Copy out the data exactly, leaving the pictures behind.

----- Data in this exercise -----

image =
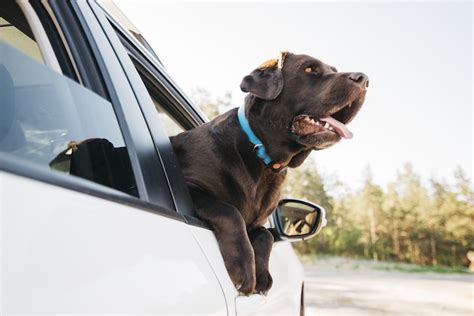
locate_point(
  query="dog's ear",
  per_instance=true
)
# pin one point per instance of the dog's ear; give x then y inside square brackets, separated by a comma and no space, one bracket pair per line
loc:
[266,82]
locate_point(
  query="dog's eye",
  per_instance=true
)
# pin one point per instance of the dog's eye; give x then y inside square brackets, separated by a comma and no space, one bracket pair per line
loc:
[311,70]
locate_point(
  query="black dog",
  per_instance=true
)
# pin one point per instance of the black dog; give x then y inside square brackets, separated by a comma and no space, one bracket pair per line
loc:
[235,165]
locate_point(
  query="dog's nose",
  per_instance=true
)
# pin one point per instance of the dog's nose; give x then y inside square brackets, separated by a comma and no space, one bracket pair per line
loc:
[360,78]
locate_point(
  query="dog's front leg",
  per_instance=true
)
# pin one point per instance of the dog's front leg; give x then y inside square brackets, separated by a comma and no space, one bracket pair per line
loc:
[231,234]
[262,242]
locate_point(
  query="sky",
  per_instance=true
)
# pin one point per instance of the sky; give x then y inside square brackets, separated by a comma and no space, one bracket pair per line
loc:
[418,56]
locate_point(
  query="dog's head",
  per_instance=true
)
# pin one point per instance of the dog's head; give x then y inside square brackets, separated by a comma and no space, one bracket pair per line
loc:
[299,99]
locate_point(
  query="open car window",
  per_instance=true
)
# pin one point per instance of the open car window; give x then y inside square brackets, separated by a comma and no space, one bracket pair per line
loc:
[53,122]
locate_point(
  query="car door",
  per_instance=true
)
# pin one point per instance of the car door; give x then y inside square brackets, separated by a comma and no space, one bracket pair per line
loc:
[162,100]
[88,221]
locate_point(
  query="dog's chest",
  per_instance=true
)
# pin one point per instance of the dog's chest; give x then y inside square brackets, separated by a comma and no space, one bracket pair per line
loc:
[263,199]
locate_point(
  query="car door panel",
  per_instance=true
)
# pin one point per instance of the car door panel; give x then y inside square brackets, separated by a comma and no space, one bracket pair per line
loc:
[63,251]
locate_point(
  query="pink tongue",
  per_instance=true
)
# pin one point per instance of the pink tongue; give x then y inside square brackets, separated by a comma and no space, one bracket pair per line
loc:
[340,128]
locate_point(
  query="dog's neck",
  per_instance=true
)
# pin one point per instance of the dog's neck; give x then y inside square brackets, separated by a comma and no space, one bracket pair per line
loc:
[282,151]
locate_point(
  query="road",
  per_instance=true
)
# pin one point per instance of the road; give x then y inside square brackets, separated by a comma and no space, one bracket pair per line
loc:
[338,286]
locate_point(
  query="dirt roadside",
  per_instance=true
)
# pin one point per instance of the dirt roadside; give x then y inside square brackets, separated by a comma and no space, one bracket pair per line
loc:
[337,286]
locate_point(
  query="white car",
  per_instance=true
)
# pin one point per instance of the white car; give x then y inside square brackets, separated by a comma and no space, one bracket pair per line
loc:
[95,215]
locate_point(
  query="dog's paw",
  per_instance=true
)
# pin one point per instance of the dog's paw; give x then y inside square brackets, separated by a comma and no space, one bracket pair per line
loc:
[264,282]
[243,278]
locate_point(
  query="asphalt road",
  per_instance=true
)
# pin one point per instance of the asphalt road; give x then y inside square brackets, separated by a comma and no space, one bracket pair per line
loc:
[338,286]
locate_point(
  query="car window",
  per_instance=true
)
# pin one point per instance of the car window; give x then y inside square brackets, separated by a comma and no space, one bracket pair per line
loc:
[53,122]
[172,127]
[15,31]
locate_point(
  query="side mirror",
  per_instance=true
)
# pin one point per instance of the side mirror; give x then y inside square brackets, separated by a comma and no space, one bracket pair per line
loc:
[298,220]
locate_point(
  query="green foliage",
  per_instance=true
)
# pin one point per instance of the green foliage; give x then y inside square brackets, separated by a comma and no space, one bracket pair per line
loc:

-----

Reply>
image =
locate_point(
  query="dog's ear",
  per_instance=true
)
# pin one point per instance of the dog's ear; give x then y inside square brackets, separated by a comma and no space, one bracket pair per line
loc:
[266,82]
locate_point(
  query="dog's eye",
  per_instance=true
)
# pin one point per instance of the dog's eye; give x then y inside square brackets, separated by a comma and no space, one bracket pair per line
loc:
[311,70]
locate_point(
  query="black dog",
  per_instance=true
)
# pin one point per instance of the black dog; give x then y inside square brackets, separated by a comma and no space, one bracket pair per line
loc:
[235,165]
locate_point(
  query="dog's nose",
  per_instance=true
)
# pin one point per instance of the dog's nose; give x then y inside square brackets, separated by a comma and no space, one bracket pair per line
loc:
[360,78]
locate_point(
  query="dog's front leg",
  per_instance=true
)
# pin one point per instance of the dog's front leg; give x then y inside square brackets, separated by a comma and no space, one bracket pair per line
loc:
[231,234]
[262,242]
locate_point(
  query="sky",
  per_instance=true
)
# pin one point per instance of the sky; give x then y inside square brackets, separated by a comma and no space, one bracket pair per line
loc:
[418,56]
locate_point(
  query="dog's head",
  per_instance=true
)
# pin one point per instance of the dog's head; give x then y inside square brackets, separated by a comma and no space, one bracket pair per line
loc:
[299,99]
locate_point(
  query="open car window",
  per_instance=true
)
# pin one point per instance of the open car window; give x then y inside square brackets, separated by a comma and no space, one bracket pair per line
loc:
[53,122]
locate_point(
  query="car door",
  per_instance=true
)
# pin one point per instance of the car door; give x then y inside square brackets, separated by a comma and no space, one bracket pair per line
loc:
[162,100]
[88,221]
locate_point(
  query="dog's chest",
  per_instance=true
)
# pin one point per instance of the dog's chest; give x then y inside square brackets, separated by a comma and no space, one bracket pair per line
loc:
[263,199]
locate_point(
  query="car door panel",
  per_instance=true
)
# pin one point per instance of the car door panel; give x then y inside square brackets, separated by a comma and no space, one bracket pair per line
loc:
[63,251]
locate_point(
  query="pink tongue",
  per_instance=true
)
# pin one point per instance of the pink tongue; give x then y inside square brackets, separated by a comma and no space, one bracket pair per line
loc:
[340,128]
locate_point(
  query="dog's neck",
  per_instance=true
)
# pin one point per instance of the dog's neck; give x then y inside square brackets, separated by a comma and no space, one bracket pair per line
loc:
[282,151]
locate_point(
  query="road",
  per_instance=true
)
# pin one point per instance of the road; give x then y inside square brackets, separated by a comma and no space, one bracket pair per line
loc:
[338,286]
locate_point(
  query="dirt roadside",
  per_instance=true
)
# pin one point per instance of the dirt roadside; give x then y inside square brackets, separated by a comma and no space, one bracket pair per line
loc:
[337,286]
locate_point(
  query="white car",
  per_instance=true
)
# pin one point per instance of the white car; give x then y inside square brackets, separated by a comma and no space, one bracket pair per line
loc:
[95,215]
locate_point(
  query="dog's paw",
  per_instance=true
)
# pin one point per instance of the dog's paw; give x then y inside square brackets, separated by a comma and no space, one bracket pair per line
loc:
[264,282]
[243,278]
locate_point(
  query="asphalt road",
  per_instance=true
)
# pin one point per instance of the asphalt road; give x then y inside square brackets, separated by a comma and no space, one bracket pair per line
loc:
[338,286]
locate_point(
  query="car window",
  per_instance=true
)
# pin one point per instance of the car window; give x then y inside square brackets, separated by a comma and no space, one bracket pair per line
loc:
[53,122]
[172,127]
[15,31]
locate_point(
  query="side mirror",
  per_instance=true
)
# pin one point per instance of the side mirror; give x then y inside square brackets, separated by a comma and no space, one bracket pair per line
loc:
[298,220]
locate_point(
  query="green foliage",
  per_instance=true
)
# pin one point per instance of the green foliage; give x then y inside square brackets, separated by a comma and no space, one bracket pair per line
loc:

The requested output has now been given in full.